**Your goal**
Reproduce verbatim the passage of the text on home remedies for keratosis pilaris that opens with the words containing "Lifestyle and home" and closes with "not hot, water.".

**Excerpt provided**

● ● ● ●

Lifestyle and home remedies

Self-help measures won't prevent keratosis pilaris or make it go away. But they may improve the appearance of the affected skin.

  • Use warm water and limit bath time. Hot water and long showers or baths remove oils from the skin. Limit bath or shower time to about 10 minutes or less. Use warm, not hot, water.
  • Be gentle to the skin. Avoid harsh, drying soaps. Gently remove dead skin (exfoliate) with a washcloth or loofah. Vigorous scrubbing or removal of hair follicle plugs may irritate the skin and aggravate the condition. After washing or bathing, gently pat or blot the skin with a towel so that some moisture remains.
  • Try medicated creams. Apply an over-the-counter cream that contains urea (Nutraplus, Eucerin), lactic acid (AmLactin, Lac-Hydrin), alpha hydroxy acid or salicylic acid. These creams help loosen and remove dead skin cells. They also moisturize and soften dry skin. Put on this product before moisturizer.
  • Moisturize. While the skin is still moist from bathing, apply a moisturizer that contains lanolin (Lansinoh, Medela), petroleum jelly (Vaseline) or glycerin (Glysolid). These ingredients soothe dry skin and help trap moisture. Thicker moisturizers work best, such as Eucerin and Cetaphil. Reapply the product to the affected skin several times a day.
  • Use a humidifier. Low humidity dries out the skin. A portable home humidifier or one attached to your furnace will add moisture to the air inside your home.
  • Avoid friction from tight clothes. Protect affected skin from the friction caused by wearing tight clothes.

● ● ● ●

**Data excerpts**
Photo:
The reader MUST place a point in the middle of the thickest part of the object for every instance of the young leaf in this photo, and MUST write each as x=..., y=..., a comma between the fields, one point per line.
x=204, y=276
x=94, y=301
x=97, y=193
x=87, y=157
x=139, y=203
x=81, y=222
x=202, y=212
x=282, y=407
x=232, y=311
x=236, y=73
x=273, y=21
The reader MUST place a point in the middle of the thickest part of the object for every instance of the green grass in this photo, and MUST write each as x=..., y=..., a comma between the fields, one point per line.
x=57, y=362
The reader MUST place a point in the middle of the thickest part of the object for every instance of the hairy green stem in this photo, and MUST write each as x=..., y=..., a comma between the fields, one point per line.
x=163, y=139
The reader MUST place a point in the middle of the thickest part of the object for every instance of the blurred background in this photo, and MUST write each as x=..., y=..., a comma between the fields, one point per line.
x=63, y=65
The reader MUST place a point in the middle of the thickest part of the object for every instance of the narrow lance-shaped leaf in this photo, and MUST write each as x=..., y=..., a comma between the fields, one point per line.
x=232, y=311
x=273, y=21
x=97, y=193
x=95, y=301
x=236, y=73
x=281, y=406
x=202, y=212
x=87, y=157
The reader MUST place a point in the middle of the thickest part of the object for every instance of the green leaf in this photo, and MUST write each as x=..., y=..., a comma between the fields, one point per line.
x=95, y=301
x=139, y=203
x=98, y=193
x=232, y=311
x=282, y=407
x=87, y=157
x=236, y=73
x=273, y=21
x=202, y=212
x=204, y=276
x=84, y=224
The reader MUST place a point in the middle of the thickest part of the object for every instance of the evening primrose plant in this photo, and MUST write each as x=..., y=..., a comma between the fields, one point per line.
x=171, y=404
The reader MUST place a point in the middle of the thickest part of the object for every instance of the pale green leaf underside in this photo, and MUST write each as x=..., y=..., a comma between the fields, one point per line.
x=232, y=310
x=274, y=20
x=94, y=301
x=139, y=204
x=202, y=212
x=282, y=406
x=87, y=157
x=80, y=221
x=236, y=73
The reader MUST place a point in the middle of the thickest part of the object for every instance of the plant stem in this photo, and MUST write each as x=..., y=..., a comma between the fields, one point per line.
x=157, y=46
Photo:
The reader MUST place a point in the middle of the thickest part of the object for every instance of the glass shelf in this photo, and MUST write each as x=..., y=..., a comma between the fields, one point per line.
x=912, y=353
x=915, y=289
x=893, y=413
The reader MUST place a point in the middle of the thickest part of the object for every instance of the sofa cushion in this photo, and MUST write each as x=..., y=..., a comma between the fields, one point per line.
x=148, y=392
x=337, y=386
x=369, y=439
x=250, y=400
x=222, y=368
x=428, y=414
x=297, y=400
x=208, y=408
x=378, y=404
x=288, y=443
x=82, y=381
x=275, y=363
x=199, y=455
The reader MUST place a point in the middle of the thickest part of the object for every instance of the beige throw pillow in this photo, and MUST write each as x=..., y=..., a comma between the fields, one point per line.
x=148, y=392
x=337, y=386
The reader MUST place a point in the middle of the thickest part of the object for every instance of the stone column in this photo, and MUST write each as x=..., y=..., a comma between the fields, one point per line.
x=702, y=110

● ● ● ●

**Solution to this exercise**
Lifestyle and home remedies

Self-help measures won't prevent keratosis pilaris or make it go away. But they may improve the appearance of the affected skin.

  • Use warm water and limit bath time. Hot water and long showers or baths remove oils from the skin. Limit bath or shower time to about 10 minutes or less. Use warm, not hot, water.